Dados da tarefa –
<<<<

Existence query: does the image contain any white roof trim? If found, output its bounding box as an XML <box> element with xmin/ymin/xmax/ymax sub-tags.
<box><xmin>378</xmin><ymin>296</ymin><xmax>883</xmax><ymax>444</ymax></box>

>>>>
<<<<

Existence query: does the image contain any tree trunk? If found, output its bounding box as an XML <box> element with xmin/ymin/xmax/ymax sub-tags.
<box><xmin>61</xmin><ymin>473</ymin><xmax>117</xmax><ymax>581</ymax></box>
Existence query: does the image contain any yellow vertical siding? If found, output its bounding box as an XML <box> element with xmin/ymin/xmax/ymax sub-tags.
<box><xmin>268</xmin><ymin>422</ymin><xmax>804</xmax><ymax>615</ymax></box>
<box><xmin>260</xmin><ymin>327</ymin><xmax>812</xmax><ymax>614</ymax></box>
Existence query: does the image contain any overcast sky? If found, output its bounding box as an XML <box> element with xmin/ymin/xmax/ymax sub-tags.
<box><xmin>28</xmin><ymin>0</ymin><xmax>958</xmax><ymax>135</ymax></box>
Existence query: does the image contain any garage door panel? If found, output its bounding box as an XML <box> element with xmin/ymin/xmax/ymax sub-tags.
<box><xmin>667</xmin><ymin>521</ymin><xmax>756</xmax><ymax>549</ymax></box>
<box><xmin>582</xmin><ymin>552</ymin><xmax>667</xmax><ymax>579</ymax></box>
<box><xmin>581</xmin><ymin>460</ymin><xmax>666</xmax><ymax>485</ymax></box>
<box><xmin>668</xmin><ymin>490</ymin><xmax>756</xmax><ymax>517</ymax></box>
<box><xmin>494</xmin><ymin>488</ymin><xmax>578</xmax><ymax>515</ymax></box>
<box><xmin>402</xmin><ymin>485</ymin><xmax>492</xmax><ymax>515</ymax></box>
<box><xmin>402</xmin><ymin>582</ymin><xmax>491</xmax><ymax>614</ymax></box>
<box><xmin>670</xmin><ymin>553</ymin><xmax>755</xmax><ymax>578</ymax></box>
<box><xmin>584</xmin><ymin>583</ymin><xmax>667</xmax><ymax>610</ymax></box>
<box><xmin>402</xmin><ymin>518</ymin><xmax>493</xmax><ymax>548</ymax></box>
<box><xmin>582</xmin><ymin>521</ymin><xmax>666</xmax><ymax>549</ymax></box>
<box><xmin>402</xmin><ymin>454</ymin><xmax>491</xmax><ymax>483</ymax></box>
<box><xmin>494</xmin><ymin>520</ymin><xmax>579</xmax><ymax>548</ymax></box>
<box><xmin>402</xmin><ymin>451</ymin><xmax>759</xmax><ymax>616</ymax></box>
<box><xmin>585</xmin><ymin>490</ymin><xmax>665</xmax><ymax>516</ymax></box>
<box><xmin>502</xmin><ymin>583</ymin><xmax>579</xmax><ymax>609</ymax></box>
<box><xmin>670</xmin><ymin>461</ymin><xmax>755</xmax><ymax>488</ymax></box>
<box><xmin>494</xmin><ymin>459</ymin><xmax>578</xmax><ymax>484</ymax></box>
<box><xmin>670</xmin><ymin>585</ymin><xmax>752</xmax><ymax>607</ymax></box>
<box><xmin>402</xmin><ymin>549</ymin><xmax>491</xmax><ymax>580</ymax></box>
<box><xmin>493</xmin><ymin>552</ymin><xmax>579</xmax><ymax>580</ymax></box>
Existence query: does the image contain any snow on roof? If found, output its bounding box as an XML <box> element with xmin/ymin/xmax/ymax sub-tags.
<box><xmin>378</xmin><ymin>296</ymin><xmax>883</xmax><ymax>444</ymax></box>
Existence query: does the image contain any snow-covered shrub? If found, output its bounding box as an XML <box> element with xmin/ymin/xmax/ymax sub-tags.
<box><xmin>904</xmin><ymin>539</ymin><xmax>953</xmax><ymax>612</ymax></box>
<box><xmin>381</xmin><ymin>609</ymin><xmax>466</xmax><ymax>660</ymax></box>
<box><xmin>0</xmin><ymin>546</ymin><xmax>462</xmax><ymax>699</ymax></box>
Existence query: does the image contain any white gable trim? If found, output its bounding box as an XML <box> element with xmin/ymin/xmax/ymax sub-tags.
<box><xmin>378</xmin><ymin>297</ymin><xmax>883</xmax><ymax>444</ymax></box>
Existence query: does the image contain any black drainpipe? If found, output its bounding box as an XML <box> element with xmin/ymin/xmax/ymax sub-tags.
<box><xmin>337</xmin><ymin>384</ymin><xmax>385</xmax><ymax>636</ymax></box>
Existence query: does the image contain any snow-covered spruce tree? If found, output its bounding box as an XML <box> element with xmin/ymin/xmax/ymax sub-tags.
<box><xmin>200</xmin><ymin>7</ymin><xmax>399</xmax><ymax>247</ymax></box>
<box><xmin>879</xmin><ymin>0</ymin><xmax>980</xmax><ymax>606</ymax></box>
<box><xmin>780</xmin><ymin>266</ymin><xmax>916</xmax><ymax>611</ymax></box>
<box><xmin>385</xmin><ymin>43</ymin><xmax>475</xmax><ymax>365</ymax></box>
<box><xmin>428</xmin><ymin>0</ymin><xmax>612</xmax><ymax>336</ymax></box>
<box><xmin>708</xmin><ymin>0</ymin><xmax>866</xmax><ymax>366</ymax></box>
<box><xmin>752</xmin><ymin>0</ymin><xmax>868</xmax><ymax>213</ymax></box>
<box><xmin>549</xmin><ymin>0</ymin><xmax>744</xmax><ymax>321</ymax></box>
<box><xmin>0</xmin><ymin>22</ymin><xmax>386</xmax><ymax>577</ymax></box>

>>>>

O que se pede – Localize nos registros acima todas as linhas em que aparece a palavra "covered" e copie cada uma delas.

Resposta à tarefa –
Existence query: does the image contain any snow-covered shrub? If found, output its bounding box as an XML <box> element with xmin/ymin/xmax/ymax sub-tags.
Existence query: does the image contain any snow-covered spruce tree? If found, output its bounding box as an XML <box> element with xmin/ymin/xmax/ymax sub-tags.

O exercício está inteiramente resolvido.